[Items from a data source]
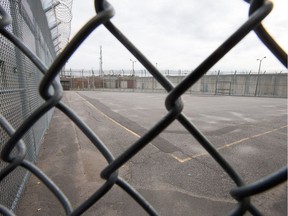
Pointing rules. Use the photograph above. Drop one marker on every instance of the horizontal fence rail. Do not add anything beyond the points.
(15, 149)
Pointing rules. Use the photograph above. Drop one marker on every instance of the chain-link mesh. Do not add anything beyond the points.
(15, 151)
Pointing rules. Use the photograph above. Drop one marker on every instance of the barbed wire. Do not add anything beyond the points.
(242, 193)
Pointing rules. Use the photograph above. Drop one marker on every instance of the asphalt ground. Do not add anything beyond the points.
(174, 173)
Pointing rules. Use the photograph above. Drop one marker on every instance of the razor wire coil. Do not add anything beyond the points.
(14, 150)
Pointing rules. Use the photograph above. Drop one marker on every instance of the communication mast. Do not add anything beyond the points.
(101, 63)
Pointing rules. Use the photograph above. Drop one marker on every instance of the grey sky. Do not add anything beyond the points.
(178, 35)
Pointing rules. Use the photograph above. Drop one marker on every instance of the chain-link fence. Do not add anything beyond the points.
(218, 83)
(15, 147)
(19, 81)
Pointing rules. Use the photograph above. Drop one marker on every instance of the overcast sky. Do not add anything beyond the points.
(178, 35)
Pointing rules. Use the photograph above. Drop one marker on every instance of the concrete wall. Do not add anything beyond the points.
(270, 85)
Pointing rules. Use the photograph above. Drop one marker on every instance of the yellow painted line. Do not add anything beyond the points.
(179, 159)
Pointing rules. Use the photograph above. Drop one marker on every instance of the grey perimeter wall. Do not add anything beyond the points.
(269, 85)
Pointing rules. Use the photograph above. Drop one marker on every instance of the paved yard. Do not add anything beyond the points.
(173, 172)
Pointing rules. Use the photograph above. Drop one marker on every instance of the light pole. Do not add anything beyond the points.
(260, 61)
(257, 82)
(133, 71)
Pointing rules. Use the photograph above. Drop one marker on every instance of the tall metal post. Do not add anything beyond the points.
(259, 69)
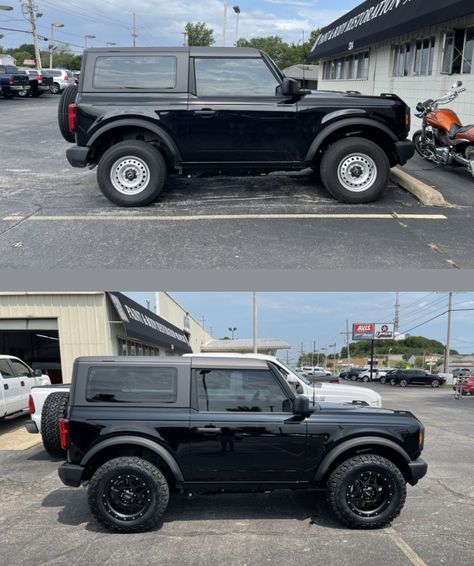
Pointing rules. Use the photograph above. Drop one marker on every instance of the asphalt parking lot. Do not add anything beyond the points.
(43, 522)
(54, 216)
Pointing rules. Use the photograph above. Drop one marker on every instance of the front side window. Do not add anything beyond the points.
(234, 77)
(135, 72)
(132, 384)
(255, 391)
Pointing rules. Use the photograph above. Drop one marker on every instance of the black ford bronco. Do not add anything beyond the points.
(141, 113)
(139, 427)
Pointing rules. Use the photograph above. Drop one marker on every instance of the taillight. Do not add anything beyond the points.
(64, 433)
(72, 117)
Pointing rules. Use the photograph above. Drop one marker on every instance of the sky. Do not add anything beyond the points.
(321, 317)
(161, 22)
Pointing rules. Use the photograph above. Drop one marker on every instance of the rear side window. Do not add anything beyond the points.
(135, 72)
(131, 384)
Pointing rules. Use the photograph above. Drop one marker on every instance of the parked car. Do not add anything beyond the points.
(224, 110)
(406, 377)
(12, 81)
(39, 84)
(62, 79)
(226, 424)
(16, 382)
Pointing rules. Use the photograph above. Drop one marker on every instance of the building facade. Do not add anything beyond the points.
(49, 330)
(413, 48)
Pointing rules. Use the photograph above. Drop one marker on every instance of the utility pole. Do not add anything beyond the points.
(396, 320)
(30, 10)
(255, 323)
(134, 31)
(448, 337)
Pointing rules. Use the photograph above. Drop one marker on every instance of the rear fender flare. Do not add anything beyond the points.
(356, 443)
(343, 123)
(137, 441)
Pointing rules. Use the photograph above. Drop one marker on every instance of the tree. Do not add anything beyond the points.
(199, 34)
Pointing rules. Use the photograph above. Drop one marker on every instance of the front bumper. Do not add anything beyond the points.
(417, 469)
(70, 474)
(405, 151)
(31, 427)
(77, 155)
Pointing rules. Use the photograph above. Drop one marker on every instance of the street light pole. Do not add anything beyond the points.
(54, 25)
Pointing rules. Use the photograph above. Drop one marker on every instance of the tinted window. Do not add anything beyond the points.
(240, 390)
(131, 384)
(234, 77)
(135, 72)
(5, 369)
(20, 369)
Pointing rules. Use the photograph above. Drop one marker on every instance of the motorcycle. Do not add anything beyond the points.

### Aim of the task
The expected output is the full data above, reproduced exactly with no images.

### Answer space
Pointing rules. Use the photograph above. Drop one marker on every instance of the horizontal fence rail. Do not add anything beyond the points.
(15, 149)
Pointing rules. Use the photograph above. Drop one marker on every instance of the chain-link mesh. Do not add anything beyond the points.
(15, 151)
Pointing rules. Use the photograph above. Drop one marker on every instance of the barbed wire. Do not add anything beyond the points.
(242, 193)
Pointing rules. Use the photograph above. Drop one marker on every instance of the asphalt ground. Do not add anything beyond the points.
(174, 173)
Pointing rules. Use the photograph above. Drop one marker on every instance of the razor wire coil. Do not add anything beyond the points.
(14, 150)
Pointing rules. Use the photograph above. Drop one marker on every instance of the communication mast. Do not add anything beyond the points.
(101, 63)
Pointing rules. Use the photograph above. Drop one marker on every instance of the grey sky. Do not add anything beyond the points.
(178, 35)
Pointing rules. Use the photograph above. Drop one marker on every instance of the chain-link fence. Do not add anything beyond the points.
(218, 83)
(15, 147)
(19, 81)
Pointing rules. Use the photograph above. Drop one marker on every instance of the overcast sky. Do not add anything beyond the points.
(178, 35)
Pointing rules. Use the photograph above. Drop one marker on every instance of the concrete wall. Do not add anything beyond the points.
(270, 85)
Pointing rules. Use the photograph above. Drop one marker on every instance of the yellow painted line. Do not add anything beyond the points.
(179, 159)
Pointing rules. Use the photograph above. Drop one marker on every instance of the grey perimeter wall. Do not add anything beyond the points.
(269, 85)
Pointing rules. Use the photograph above. Drop one marker on every instance of the paved yard. Do not add anything beyond the points.
(173, 172)
Pointing rules. Use the photograph above. Drop one marker on every instance of the light pole. Do not add anything beyond the points.
(260, 61)
(257, 82)
(133, 71)
Pointing rules. Use the photograph above. Drop one marker on every instance of the tall metal post. Do not add anything beyond the points.
(259, 69)
Pointing rules. Use the photograph above. Drop one marker on every instance of the asphalt parking lot. Do not add anything beyond the points.
(43, 522)
(54, 216)
Pointing rules. Use the photograph above. Drop one marker on every instance of the front side window. Do not add anything beyond the points.
(234, 77)
(135, 72)
(132, 384)
(255, 391)
Pointing rules. Use the photograph above. Drop one marker on every instance of the black ford bronco. Do not add anything beyond the points.
(141, 113)
(139, 427)
Pointing rules. Use the photograph above. Drop one marker on every instance of the taillight. Do not add anything beyond the points.
(64, 433)
(72, 117)
Pointing rules. Use the photograph above. Drop one marker on every instance of the sky. Do not add anything beyond the points.
(321, 317)
(161, 22)
Pointing rules. Use the photograph above. Drop one marker on every instance of the rear side window. Do not add anything beyond the points.
(135, 72)
(131, 384)
Pointing rules. Use the photograph above. Drop one marker on every instance of the parked car. Do not add anything beyond the points.
(224, 110)
(406, 377)
(12, 81)
(39, 84)
(62, 79)
(226, 424)
(16, 382)
Pointing rules. Use the photograph above. Drop one marker on every instance of the building facade. Do not add anything beyond the points.
(49, 330)
(413, 48)
Pointing rules. Use the photograph above. Drop one marker on every instance of the utility pole. Do not add anything beyond the points.
(396, 320)
(30, 10)
(255, 323)
(134, 31)
(448, 337)
Pointing rules. Use the photograph above. Drop one marker on every instance of the rear fender flare. Do not add anything beyond the points.
(356, 443)
(343, 123)
(137, 441)
Pointing rules. Use the photograph above. Drop one marker on every instance of the tree. Do not add anything beyond the points.
(199, 34)
Pointing rules. Use the photograph above. Drop one marker on every instance of the front bumper. Do not add anything beyond the points.
(417, 469)
(70, 474)
(405, 151)
(31, 427)
(77, 155)
Pointing rules. Use the photograph above. Drop one marker on every instance of the street light pole. Do not add anything beyond the points.
(54, 25)
Pointing rules. Use the photograph above. Drop one marker on every instance of the tinted window. Do not add anything beyond the points.
(240, 390)
(131, 384)
(234, 77)
(135, 72)
(5, 369)
(20, 369)
Pointing rules. Use the photograph above. Drop one marker on every instance of the motorcycle. Do not add anything beyond the points.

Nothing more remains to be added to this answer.